◆ DIRECTIONS FOR THIS TASK ◆
Rewrite the data from the line that has "Category: fried lotus root" through the end, with "lemon wedge" replaced by "lime wedge" and nothing else changed.

◆ AVAILABLE RECORDS ◆
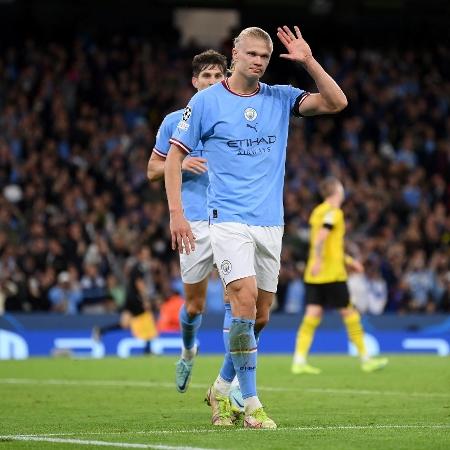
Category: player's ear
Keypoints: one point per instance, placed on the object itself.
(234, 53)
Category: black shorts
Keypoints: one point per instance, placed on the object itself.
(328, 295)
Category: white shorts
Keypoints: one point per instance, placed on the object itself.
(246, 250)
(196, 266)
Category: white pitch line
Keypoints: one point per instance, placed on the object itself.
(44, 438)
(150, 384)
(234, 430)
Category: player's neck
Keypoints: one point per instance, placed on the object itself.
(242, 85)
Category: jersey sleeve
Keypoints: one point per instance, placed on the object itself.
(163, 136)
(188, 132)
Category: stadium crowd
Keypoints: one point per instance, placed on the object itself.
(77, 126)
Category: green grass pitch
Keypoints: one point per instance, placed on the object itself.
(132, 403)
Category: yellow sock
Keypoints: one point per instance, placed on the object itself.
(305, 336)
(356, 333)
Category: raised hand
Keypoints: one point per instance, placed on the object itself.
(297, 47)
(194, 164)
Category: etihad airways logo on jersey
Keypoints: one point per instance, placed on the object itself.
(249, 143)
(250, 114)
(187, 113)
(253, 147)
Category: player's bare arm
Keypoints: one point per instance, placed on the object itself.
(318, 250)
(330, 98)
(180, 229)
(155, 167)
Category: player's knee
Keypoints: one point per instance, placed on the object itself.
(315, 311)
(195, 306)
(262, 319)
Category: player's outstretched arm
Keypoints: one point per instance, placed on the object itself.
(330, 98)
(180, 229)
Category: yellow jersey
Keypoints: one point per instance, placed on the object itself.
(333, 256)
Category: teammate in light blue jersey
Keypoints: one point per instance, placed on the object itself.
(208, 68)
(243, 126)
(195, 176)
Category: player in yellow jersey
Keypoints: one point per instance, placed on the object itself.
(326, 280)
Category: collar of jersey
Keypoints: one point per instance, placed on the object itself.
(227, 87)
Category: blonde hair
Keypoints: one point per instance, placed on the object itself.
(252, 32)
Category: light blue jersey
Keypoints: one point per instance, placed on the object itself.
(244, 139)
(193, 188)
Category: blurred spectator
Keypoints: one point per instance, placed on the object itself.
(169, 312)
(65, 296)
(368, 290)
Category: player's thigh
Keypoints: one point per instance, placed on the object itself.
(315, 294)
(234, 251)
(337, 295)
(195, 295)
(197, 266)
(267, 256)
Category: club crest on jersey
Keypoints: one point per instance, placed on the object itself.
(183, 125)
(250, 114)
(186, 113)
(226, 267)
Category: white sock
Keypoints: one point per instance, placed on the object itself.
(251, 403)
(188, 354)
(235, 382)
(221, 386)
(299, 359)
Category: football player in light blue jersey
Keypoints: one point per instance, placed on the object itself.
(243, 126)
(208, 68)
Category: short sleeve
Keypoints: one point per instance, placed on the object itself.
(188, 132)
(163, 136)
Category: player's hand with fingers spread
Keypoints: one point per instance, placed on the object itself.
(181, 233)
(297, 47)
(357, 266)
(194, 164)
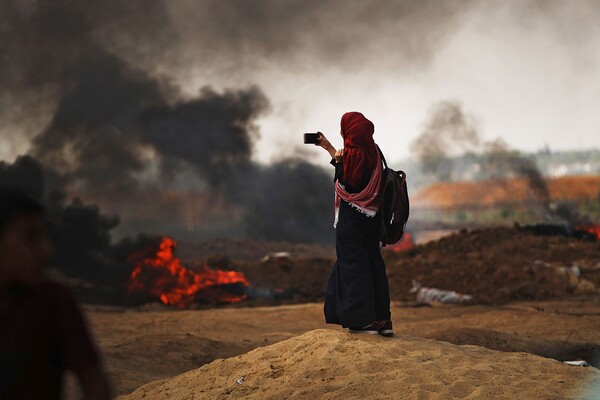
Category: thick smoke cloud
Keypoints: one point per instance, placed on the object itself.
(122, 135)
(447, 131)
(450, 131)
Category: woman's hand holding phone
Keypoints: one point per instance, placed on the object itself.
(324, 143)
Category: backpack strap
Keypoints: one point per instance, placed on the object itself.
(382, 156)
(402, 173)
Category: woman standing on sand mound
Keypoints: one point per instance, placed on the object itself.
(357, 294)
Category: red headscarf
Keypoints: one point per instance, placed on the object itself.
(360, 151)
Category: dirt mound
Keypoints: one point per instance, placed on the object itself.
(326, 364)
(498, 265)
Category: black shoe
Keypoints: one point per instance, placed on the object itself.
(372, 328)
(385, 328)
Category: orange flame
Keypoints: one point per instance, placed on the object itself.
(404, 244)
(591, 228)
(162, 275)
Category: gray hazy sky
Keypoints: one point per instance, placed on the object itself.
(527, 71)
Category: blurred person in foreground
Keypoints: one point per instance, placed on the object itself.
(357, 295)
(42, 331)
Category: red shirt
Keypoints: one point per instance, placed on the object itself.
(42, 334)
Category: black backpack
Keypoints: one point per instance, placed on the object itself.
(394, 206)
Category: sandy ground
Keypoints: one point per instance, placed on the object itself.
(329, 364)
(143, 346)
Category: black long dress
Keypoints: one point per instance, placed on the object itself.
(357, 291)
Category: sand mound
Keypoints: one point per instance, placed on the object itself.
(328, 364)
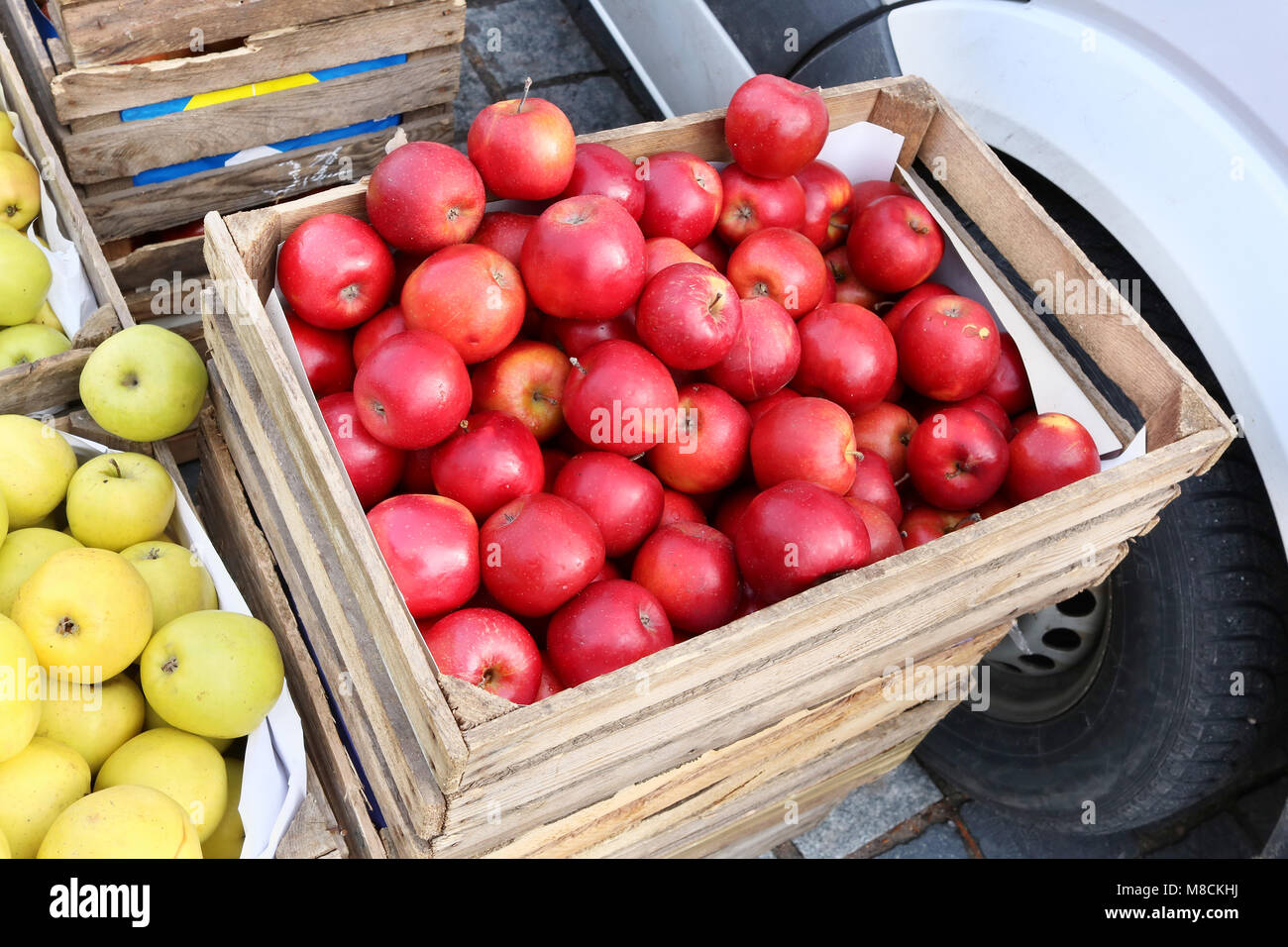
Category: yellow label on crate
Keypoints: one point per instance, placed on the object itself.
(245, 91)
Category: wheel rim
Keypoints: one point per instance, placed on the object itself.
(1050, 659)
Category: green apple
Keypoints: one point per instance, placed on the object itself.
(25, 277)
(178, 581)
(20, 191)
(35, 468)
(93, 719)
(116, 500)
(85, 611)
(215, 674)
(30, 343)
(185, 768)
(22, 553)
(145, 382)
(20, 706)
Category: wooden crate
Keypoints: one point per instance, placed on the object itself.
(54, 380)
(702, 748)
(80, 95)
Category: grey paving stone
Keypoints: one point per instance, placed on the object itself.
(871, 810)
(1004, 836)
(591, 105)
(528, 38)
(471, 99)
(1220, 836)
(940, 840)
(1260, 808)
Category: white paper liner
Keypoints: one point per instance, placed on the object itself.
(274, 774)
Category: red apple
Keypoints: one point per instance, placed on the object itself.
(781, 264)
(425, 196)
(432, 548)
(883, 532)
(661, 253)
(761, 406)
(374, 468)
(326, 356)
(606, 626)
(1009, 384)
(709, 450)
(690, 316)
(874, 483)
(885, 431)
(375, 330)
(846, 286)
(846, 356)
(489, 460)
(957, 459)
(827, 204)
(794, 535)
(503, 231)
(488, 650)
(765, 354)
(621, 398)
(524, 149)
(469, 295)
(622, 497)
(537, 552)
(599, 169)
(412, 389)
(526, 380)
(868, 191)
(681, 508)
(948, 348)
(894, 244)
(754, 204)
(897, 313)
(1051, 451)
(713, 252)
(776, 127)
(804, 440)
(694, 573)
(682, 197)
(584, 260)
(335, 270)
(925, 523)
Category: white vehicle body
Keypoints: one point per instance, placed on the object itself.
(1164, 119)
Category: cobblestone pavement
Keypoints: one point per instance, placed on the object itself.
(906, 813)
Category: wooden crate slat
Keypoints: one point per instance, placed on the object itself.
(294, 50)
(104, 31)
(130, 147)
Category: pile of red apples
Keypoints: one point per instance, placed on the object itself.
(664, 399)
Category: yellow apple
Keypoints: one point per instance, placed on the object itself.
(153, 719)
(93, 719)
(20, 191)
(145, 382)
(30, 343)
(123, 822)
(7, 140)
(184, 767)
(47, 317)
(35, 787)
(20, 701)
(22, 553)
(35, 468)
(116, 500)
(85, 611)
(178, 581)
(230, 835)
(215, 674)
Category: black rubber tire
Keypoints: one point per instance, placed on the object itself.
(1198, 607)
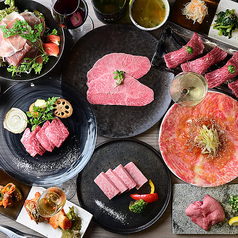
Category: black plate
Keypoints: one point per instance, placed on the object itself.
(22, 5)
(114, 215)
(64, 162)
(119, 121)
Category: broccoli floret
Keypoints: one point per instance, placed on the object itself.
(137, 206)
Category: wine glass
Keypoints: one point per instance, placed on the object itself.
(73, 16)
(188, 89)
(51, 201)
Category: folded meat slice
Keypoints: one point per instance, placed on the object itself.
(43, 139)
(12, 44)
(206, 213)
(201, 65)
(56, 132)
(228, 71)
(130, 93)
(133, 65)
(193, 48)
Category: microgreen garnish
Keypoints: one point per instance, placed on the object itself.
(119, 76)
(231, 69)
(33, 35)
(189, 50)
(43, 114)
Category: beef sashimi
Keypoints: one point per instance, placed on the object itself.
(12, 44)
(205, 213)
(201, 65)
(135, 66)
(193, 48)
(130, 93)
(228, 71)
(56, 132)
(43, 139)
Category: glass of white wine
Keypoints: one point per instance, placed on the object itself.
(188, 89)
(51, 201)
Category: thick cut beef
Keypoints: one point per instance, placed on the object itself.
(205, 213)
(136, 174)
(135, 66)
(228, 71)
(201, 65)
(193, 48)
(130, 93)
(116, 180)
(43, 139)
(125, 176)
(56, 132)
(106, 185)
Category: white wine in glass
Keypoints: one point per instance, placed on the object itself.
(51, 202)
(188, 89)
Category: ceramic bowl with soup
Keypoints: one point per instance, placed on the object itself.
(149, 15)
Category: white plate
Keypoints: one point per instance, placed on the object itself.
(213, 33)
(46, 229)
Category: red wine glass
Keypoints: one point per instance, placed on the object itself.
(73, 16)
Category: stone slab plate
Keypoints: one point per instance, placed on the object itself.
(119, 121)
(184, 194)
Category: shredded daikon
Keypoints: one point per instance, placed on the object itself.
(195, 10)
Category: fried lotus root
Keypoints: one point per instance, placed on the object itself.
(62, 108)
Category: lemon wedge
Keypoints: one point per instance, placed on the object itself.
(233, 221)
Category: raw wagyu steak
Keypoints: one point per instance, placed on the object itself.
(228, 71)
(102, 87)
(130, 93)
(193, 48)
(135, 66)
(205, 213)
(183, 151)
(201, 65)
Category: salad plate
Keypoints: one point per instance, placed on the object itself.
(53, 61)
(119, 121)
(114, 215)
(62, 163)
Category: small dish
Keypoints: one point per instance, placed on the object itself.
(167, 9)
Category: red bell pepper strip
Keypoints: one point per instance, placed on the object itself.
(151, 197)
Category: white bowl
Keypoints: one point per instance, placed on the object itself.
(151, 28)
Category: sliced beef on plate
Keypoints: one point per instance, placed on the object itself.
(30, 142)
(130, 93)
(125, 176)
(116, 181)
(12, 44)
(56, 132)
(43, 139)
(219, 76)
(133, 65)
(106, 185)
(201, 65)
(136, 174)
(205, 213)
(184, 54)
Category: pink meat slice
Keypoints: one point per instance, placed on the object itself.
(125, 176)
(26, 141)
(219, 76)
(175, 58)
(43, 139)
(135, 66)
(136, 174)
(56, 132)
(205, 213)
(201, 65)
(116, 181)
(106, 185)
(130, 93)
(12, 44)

◆ EXERCISE OUTPUT ◆
Category: fried lotus root
Keypoints: one point per instance, placed on the object itself.
(62, 108)
Category: lime wedge
Keypoints: one point per instance, placed on the object itself.
(233, 221)
Category: raw wagyu steak
Keypoints: one point per instance, placed on the object itself.
(228, 71)
(102, 87)
(130, 93)
(193, 48)
(135, 66)
(205, 213)
(183, 151)
(201, 65)
Category: salad plate
Keypoints: one point per instance, placed on the object itself.
(53, 61)
(119, 121)
(114, 215)
(62, 163)
Category: small dish
Keypoints: one point per instance, placed on the object itself.
(167, 9)
Category: red bell pepper strip
Keypoints: one point per instance, placed on the object itself.
(151, 197)
Category: white bowl
Keypoints: one point per instance, placed on the object itself.
(151, 28)
Category: sliced beef on plate
Keypoints: one point per instance, placed on the object itself.
(30, 142)
(130, 93)
(125, 176)
(116, 181)
(12, 44)
(56, 132)
(43, 139)
(219, 76)
(133, 65)
(106, 185)
(201, 65)
(136, 174)
(205, 213)
(184, 54)
Category: pink meat slice
Keypoints: one point per instance, placed on the object itself.
(125, 176)
(26, 141)
(219, 76)
(175, 58)
(43, 139)
(135, 66)
(136, 174)
(56, 132)
(205, 213)
(201, 65)
(116, 181)
(106, 185)
(130, 93)
(12, 44)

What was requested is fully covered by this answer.